:: What you need to do ::
Transcribe every line exactly and omit anything that is a picture.

:: Stored rows ::
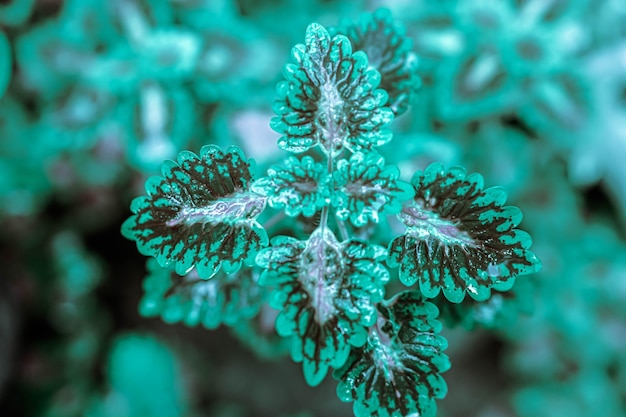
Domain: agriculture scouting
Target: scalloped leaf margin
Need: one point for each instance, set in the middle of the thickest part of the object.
(326, 293)
(330, 98)
(200, 213)
(398, 371)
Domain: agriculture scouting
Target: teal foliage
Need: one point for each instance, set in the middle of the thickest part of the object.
(223, 299)
(299, 188)
(374, 114)
(326, 292)
(200, 213)
(6, 63)
(388, 49)
(365, 187)
(144, 379)
(460, 238)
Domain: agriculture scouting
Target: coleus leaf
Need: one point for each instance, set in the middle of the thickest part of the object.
(398, 371)
(460, 238)
(299, 188)
(330, 98)
(364, 186)
(200, 213)
(326, 291)
(388, 50)
(223, 299)
(501, 311)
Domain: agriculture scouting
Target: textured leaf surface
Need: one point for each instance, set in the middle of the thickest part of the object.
(398, 371)
(364, 186)
(330, 98)
(200, 213)
(460, 238)
(388, 49)
(223, 299)
(326, 291)
(299, 188)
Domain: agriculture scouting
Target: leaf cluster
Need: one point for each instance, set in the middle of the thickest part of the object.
(203, 219)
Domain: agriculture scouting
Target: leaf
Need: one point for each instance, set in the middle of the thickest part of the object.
(364, 186)
(200, 213)
(326, 292)
(398, 371)
(330, 98)
(223, 299)
(388, 50)
(460, 238)
(501, 311)
(300, 188)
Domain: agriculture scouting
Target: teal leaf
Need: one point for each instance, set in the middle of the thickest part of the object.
(330, 98)
(223, 299)
(476, 84)
(326, 291)
(299, 188)
(388, 50)
(201, 213)
(364, 187)
(501, 311)
(398, 371)
(460, 238)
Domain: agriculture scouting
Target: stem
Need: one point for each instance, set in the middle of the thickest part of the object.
(342, 229)
(272, 221)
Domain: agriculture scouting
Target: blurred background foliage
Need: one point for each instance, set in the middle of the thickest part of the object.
(95, 94)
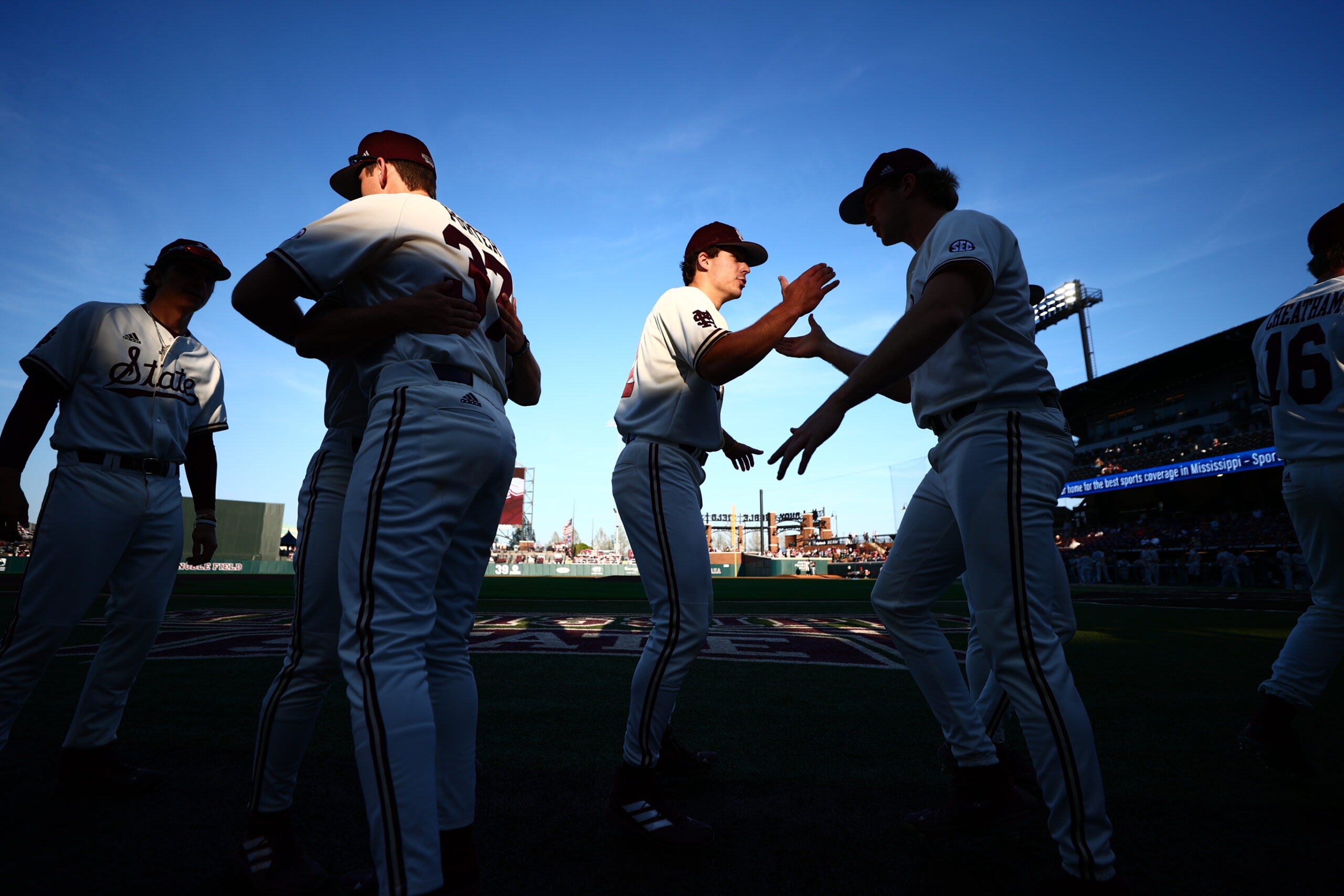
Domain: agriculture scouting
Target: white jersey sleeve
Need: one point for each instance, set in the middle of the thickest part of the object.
(664, 395)
(344, 242)
(692, 324)
(1300, 371)
(64, 352)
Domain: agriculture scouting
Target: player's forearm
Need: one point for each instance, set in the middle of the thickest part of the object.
(267, 296)
(524, 385)
(738, 352)
(27, 421)
(342, 332)
(202, 469)
(847, 362)
(924, 330)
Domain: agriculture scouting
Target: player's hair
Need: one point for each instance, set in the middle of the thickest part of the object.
(414, 175)
(1327, 261)
(939, 186)
(150, 288)
(689, 263)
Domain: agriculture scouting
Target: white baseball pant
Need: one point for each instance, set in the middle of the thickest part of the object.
(988, 503)
(1315, 495)
(992, 703)
(292, 703)
(97, 524)
(658, 493)
(421, 512)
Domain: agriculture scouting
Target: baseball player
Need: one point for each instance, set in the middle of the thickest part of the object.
(668, 417)
(991, 699)
(967, 350)
(269, 856)
(425, 493)
(140, 400)
(1300, 362)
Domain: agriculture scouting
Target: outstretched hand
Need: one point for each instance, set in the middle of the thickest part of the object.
(808, 438)
(437, 309)
(805, 293)
(742, 456)
(514, 338)
(811, 344)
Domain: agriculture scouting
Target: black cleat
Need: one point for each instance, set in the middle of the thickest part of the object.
(675, 761)
(1018, 769)
(270, 860)
(100, 773)
(639, 808)
(1278, 747)
(985, 803)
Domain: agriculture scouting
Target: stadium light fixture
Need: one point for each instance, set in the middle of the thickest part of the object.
(1064, 303)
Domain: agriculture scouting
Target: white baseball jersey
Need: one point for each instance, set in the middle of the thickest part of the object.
(666, 397)
(995, 352)
(380, 248)
(130, 386)
(1300, 364)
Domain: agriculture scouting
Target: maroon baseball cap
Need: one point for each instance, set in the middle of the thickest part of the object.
(1327, 230)
(725, 237)
(195, 250)
(385, 144)
(890, 166)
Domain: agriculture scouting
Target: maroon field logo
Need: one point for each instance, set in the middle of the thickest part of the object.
(834, 641)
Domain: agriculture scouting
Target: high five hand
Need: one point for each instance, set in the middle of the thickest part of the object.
(808, 438)
(805, 293)
(807, 345)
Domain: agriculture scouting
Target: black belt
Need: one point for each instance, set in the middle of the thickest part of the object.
(151, 465)
(698, 453)
(452, 374)
(940, 424)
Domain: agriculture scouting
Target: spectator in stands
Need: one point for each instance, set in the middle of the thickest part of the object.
(1227, 565)
(1285, 565)
(1101, 574)
(1193, 566)
(1148, 558)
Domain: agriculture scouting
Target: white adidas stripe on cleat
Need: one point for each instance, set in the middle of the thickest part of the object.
(647, 816)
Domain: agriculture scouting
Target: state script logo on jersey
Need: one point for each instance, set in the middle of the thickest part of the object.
(135, 381)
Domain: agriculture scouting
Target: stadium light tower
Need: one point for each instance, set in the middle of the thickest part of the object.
(1064, 303)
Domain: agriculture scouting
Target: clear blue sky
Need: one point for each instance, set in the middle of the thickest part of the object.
(1172, 155)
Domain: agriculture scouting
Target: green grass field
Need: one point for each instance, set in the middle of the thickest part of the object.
(819, 763)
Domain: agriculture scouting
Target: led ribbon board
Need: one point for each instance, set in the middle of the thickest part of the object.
(1194, 469)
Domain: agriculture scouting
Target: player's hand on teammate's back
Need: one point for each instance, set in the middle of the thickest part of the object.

:: The response ::
Domain: agriculture scouting
Target: scalloped leaf margin
Need: one point for each instance, set in the middle of the thickest part of the object.
(326, 293)
(330, 98)
(200, 213)
(398, 371)
Domain: agriculture scouting
Target: teal foliage
Need: one point for each instance, set in the middle of the thickest part of the object.
(223, 299)
(299, 188)
(374, 114)
(326, 292)
(200, 213)
(6, 63)
(388, 49)
(365, 187)
(144, 379)
(460, 238)
Domain: agriculture scouting
Target: coleus leaf
Need: one point for each instance, set in the middle of the thickest part of the object.
(398, 371)
(460, 238)
(299, 188)
(330, 98)
(364, 186)
(200, 213)
(326, 291)
(388, 50)
(223, 299)
(501, 311)
Domain: agriculture scouting
Target: textured leaf surface
Need: one point for each instance, set in the middle of the thickest part of the object.
(398, 371)
(364, 186)
(330, 98)
(200, 213)
(460, 238)
(388, 49)
(223, 299)
(326, 291)
(299, 188)
Domain: agriculture scouting
Target: leaf cluster
Need: one point for each instance, set in the middle of the thickest part of the object.
(203, 219)
Domain: agriculture scouting
Target: leaf
Need: one point for each instance, set in the middle of the thickest part of the object.
(364, 186)
(200, 213)
(326, 292)
(398, 371)
(330, 98)
(223, 299)
(388, 50)
(460, 238)
(501, 311)
(300, 188)
Domain: agriculture scouting
Target: teal leaf
Need: one point for each instance, set in the middle of the thickest part of the object.
(330, 98)
(223, 299)
(476, 84)
(326, 291)
(299, 188)
(388, 50)
(201, 213)
(364, 187)
(501, 311)
(398, 371)
(460, 238)
Domain: agriculture scouting
Target: stem
Need: one point for each instance, set in the middle of the thickest part of the object.
(342, 229)
(272, 221)
Domain: agriculture scouting
Target: blurred background foliage
Need: one point for each instance, set in the middle of the thickest part of the object.
(95, 94)
Domain: agriculture scouting
Target: white jersey sleeve
Need: one point for each instance, set in the middle of the thickest part of the object.
(664, 395)
(344, 242)
(692, 324)
(1300, 371)
(64, 352)
Domain: agriculture scouting
Target: player's forearm
Need: one point for each instance, set in the middle of the thickest part of the object.
(267, 296)
(524, 385)
(738, 352)
(27, 421)
(342, 332)
(202, 469)
(847, 362)
(924, 330)
Domain: agriculture scouting
Target: player's hair
Need: one point for each instance, set in the middle of the thickest part of the object.
(414, 175)
(1327, 261)
(939, 186)
(150, 288)
(689, 263)
Domain: agriculture scouting
Target: white baseball pant
Need: one point for each instance, set in the middle of the thickest part of the object.
(988, 503)
(1315, 495)
(992, 703)
(292, 703)
(97, 524)
(658, 493)
(421, 512)
Domain: agriculture scouting
Target: baseball player
Need: one point for each instance, set in the middle of the thickest part of the object.
(668, 417)
(991, 699)
(967, 350)
(269, 856)
(425, 493)
(140, 400)
(1300, 362)
Domain: agriculture scouting
Target: outstretched hand
Need: one point for each instance, set in the middle of the thickest part of the object.
(808, 438)
(437, 309)
(805, 293)
(742, 456)
(514, 338)
(811, 344)
Domain: agriculture scouting
Target: black cleat
Need: one point for each instance, set in the middle of the thickest part of the object.
(675, 761)
(1018, 769)
(270, 860)
(100, 773)
(639, 808)
(1278, 747)
(985, 803)
Domain: agriculture scouting
Target: stadium light fixture
Need: one point for each instance, set in the middle of the thickest part of the object.
(1064, 303)
Domain: agriculture scouting
Target: white baseball jersey
Need: one point for each instance, set in the middle of the thickest part of the object.
(666, 397)
(995, 352)
(380, 248)
(130, 386)
(1300, 364)
Domain: agriculture scouting
Target: maroon baseball cap
Need: one point for each instance, set in the middle of the thickest part of the object.
(1327, 230)
(725, 237)
(195, 250)
(385, 144)
(890, 166)
Domain: agriculture scouting
Target: maroon field logo
Need: one point for each instance, set in the middle of the thickest part of the object.
(834, 641)
Domain: agriculture scouting
Target: high five hand
Need: one point for each instance, set in the middle of the thickest part of the object.
(808, 438)
(805, 293)
(807, 345)
Domain: agriculture scouting
Target: black belt
Need: one point for each instance, set in the middle of the thickest part of the object.
(151, 465)
(698, 453)
(452, 374)
(940, 424)
Domain: agriculture scouting
Target: spectator in stands
Need: one point for each instance, set in the middle of the thickest part of the object.
(1227, 565)
(1285, 565)
(1101, 574)
(1193, 566)
(1148, 558)
Domain: agriculture scouting
Target: white adidas stripe on cleat
Need: one point for each instance, set in the middle of the thickest part of the object.
(647, 816)
Domain: agriculture scouting
Target: state script logo on jersey
Need: one point for each instance, set in the middle of the thickest part of the object.
(135, 381)
Domain: agriculture scouting
Target: stadium light tower
Need: one point for each instance, set in the middle of the thickest part of the object.
(1064, 303)
Domain: agriculture scouting
Target: clear blue sky
Need: one point for each instance, set in the middle of the thickest part of the object.
(1172, 155)
Domain: agriculture scouting
Target: green grass field
Need: one point for each instance, set in the middle of the thickest part of the object.
(819, 763)
Domain: agriculture scouting
Target: led ribbon board
Need: one point for each instance, set in the middle of the thickest part of the object.
(1194, 469)
Domain: agriculture scouting
Target: player's hand on teammate's back
Need: one point for each instance, set in the middle of the thickest part of the object.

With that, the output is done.